>> Begin

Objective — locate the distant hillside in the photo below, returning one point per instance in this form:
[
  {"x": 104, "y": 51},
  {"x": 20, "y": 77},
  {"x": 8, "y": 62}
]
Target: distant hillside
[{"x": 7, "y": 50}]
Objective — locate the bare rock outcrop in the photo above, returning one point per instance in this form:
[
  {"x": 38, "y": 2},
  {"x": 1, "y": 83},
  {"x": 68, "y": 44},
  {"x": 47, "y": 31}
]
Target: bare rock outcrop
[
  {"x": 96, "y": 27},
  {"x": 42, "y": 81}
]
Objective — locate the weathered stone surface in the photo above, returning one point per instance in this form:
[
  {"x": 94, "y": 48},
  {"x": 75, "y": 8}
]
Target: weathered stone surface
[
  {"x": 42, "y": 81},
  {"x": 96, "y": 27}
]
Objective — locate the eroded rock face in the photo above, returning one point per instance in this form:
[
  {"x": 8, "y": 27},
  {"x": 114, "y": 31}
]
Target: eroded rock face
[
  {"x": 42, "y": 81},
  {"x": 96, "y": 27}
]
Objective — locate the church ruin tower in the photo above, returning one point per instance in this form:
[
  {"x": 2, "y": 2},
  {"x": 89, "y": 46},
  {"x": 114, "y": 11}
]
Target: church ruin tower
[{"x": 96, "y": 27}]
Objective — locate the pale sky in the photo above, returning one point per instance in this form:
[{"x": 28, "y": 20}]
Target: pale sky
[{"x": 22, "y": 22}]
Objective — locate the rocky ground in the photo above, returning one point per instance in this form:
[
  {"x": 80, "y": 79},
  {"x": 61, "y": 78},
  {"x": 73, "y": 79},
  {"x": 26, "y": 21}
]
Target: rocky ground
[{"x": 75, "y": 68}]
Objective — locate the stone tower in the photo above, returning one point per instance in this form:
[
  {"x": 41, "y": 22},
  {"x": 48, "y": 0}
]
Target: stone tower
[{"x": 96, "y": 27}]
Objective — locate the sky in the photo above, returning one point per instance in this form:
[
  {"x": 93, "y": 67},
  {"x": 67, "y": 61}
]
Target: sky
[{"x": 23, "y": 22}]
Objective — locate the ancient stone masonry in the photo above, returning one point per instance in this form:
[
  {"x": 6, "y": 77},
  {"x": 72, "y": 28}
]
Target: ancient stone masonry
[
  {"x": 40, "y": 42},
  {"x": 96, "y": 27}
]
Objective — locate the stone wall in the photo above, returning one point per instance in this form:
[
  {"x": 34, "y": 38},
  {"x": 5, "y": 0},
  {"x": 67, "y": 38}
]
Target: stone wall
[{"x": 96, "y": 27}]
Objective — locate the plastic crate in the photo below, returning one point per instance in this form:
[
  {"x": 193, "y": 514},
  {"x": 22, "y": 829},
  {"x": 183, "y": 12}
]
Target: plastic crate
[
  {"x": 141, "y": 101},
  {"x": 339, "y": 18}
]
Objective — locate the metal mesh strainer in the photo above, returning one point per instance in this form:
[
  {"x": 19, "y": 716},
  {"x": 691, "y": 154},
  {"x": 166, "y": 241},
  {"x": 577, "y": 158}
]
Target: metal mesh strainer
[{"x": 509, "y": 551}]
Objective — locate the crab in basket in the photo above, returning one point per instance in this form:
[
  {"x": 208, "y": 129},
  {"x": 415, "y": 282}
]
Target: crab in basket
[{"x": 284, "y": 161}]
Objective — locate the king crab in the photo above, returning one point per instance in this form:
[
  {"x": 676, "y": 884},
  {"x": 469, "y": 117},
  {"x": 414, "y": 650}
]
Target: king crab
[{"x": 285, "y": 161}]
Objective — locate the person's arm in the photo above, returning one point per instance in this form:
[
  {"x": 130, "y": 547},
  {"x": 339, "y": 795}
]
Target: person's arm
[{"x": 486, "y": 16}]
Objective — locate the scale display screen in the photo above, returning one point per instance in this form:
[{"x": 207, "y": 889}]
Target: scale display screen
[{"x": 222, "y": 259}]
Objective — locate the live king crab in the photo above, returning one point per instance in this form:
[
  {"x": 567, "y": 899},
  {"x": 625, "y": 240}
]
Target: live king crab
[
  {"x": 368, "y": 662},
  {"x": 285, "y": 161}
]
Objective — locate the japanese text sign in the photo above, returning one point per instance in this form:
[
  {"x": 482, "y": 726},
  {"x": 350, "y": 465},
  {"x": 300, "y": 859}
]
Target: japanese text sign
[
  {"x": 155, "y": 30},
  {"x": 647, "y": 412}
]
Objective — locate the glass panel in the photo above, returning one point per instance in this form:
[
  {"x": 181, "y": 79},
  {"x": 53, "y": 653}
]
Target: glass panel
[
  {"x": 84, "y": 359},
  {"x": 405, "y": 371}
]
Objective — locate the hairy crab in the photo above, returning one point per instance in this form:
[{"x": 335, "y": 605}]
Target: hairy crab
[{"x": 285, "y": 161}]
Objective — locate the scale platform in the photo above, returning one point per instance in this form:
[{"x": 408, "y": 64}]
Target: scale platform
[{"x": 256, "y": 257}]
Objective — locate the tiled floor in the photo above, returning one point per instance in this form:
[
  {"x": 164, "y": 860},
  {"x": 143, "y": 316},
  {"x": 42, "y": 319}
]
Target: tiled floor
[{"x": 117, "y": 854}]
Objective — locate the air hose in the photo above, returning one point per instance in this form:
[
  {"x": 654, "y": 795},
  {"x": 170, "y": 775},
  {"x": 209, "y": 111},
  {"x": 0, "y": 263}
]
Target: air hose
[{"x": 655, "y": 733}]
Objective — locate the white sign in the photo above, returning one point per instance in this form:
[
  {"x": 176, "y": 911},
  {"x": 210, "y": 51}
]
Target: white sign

>> End

• **Directions**: Reproduce each entry from the records above, character for character.

• **Exercise solution**:
Objective — locate the distant hillside in the photo below, returning one point per instance in this form:
[
  {"x": 104, "y": 51},
  {"x": 20, "y": 77},
  {"x": 8, "y": 62}
]
Target: distant hillside
[{"x": 7, "y": 50}]
Objective — locate the bare rock outcrop in the photo above, returning one point per instance in this form:
[
  {"x": 38, "y": 2},
  {"x": 1, "y": 83},
  {"x": 68, "y": 44},
  {"x": 47, "y": 31}
]
Target: bare rock outcrop
[
  {"x": 96, "y": 27},
  {"x": 42, "y": 81}
]
Objective — locate the weathered stone surface in the photo above, returning one point per instance in this form:
[
  {"x": 94, "y": 48},
  {"x": 75, "y": 8}
]
Target: weathered stone surface
[
  {"x": 42, "y": 81},
  {"x": 96, "y": 27}
]
Objective — locate the eroded rock face in the photo above, returning one point per instance in this form:
[
  {"x": 8, "y": 27},
  {"x": 114, "y": 31}
]
Target: eroded rock face
[
  {"x": 42, "y": 81},
  {"x": 96, "y": 27}
]
Objective — locate the church ruin tower in the photo above, returning one point per instance in this form:
[
  {"x": 2, "y": 2},
  {"x": 89, "y": 46},
  {"x": 114, "y": 11}
]
Target: church ruin tower
[{"x": 96, "y": 27}]
Objective — locate the pale sky in the photo above, returning one point per instance in this form:
[{"x": 28, "y": 20}]
Target: pale sky
[{"x": 22, "y": 22}]
Objective — locate the rocky ground in the photo above, returning one point per instance in this form:
[
  {"x": 80, "y": 79},
  {"x": 61, "y": 78},
  {"x": 73, "y": 79},
  {"x": 26, "y": 21}
]
Target: rocky ground
[{"x": 75, "y": 68}]
Objective — locate the stone tower in the photo above, returning one point per instance in this form:
[
  {"x": 41, "y": 22},
  {"x": 48, "y": 0}
]
Target: stone tower
[{"x": 96, "y": 27}]
Objective — locate the sky in the photo above, returning one point per instance in this form:
[
  {"x": 93, "y": 67},
  {"x": 67, "y": 61}
]
Target: sky
[{"x": 23, "y": 22}]
Objective — locate the ancient stone masonry in the photo above, returning one point per instance in this form:
[
  {"x": 6, "y": 77},
  {"x": 72, "y": 28}
]
Target: ancient stone masonry
[
  {"x": 40, "y": 42},
  {"x": 96, "y": 27}
]
Objective — locate the stone wall in the photo above, returning one point per instance in this form:
[
  {"x": 34, "y": 38},
  {"x": 5, "y": 0},
  {"x": 67, "y": 38}
]
Target: stone wall
[{"x": 96, "y": 27}]
Objective — locate the plastic crate in the photo below, returning one point per instance in this form:
[
  {"x": 193, "y": 514},
  {"x": 22, "y": 829},
  {"x": 183, "y": 12}
]
Target: plastic crate
[
  {"x": 141, "y": 101},
  {"x": 339, "y": 18}
]
Objective — locate the metal mesh strainer in the photo above, returning one point per instance in this form:
[
  {"x": 19, "y": 716},
  {"x": 691, "y": 154},
  {"x": 166, "y": 241},
  {"x": 577, "y": 158}
]
Target: metal mesh strainer
[{"x": 509, "y": 551}]
Objective — locate the crab in basket in the photo above, returning one point per instance in this form:
[
  {"x": 208, "y": 129},
  {"x": 415, "y": 282}
]
Target: crab in basket
[{"x": 284, "y": 161}]
Objective — locate the king crab in the photo above, returning one point per instance in this form:
[
  {"x": 676, "y": 884},
  {"x": 469, "y": 117},
  {"x": 414, "y": 650}
]
Target: king crab
[{"x": 285, "y": 161}]
Objective — locate the person's arm in the photo above, returning one point per instance in this form:
[
  {"x": 130, "y": 547},
  {"x": 339, "y": 795}
]
Target: person's arm
[{"x": 486, "y": 16}]
Objective — locate the scale display screen in the photo above, returning one point per instance in this form:
[{"x": 207, "y": 889}]
Target: scale display screen
[{"x": 222, "y": 259}]
Objective — locate the live king crab in the photo above, returning one point per instance in this form:
[
  {"x": 567, "y": 899},
  {"x": 625, "y": 240}
]
Target: live king crab
[
  {"x": 368, "y": 662},
  {"x": 285, "y": 161}
]
Objective — locate the japanese text sign in the photo above, returning one point per instance in this form:
[
  {"x": 482, "y": 726},
  {"x": 350, "y": 465},
  {"x": 300, "y": 859}
]
Target: japanese text sign
[
  {"x": 155, "y": 30},
  {"x": 647, "y": 412}
]
Objective — locate the glass panel in the photo above, returning one point per instance in this form:
[
  {"x": 181, "y": 79},
  {"x": 53, "y": 653}
]
Target: glass panel
[
  {"x": 84, "y": 359},
  {"x": 405, "y": 371}
]
Objective — locate the hairy crab in the photo above, returning one point per instance in this form:
[{"x": 335, "y": 605}]
Target: hairy crab
[{"x": 285, "y": 161}]
Objective — locate the scale platform in the photo above, returning one point per instance in this form:
[{"x": 408, "y": 64}]
Target: scale platform
[{"x": 256, "y": 257}]
Objective — locate the tiled floor in the photo above, returning one point per instance in this form:
[
  {"x": 164, "y": 860},
  {"x": 143, "y": 316},
  {"x": 42, "y": 319}
]
Target: tiled floor
[{"x": 117, "y": 854}]
Objective — locate the air hose in the photo above, returning one point per instance in this form:
[
  {"x": 654, "y": 795},
  {"x": 170, "y": 775},
  {"x": 209, "y": 111},
  {"x": 0, "y": 263}
]
Target: air hose
[{"x": 655, "y": 733}]
Objective — locate the white sign in the photo above, returning one point per instance in this form:
[
  {"x": 176, "y": 911},
  {"x": 210, "y": 51}
]
Target: white sign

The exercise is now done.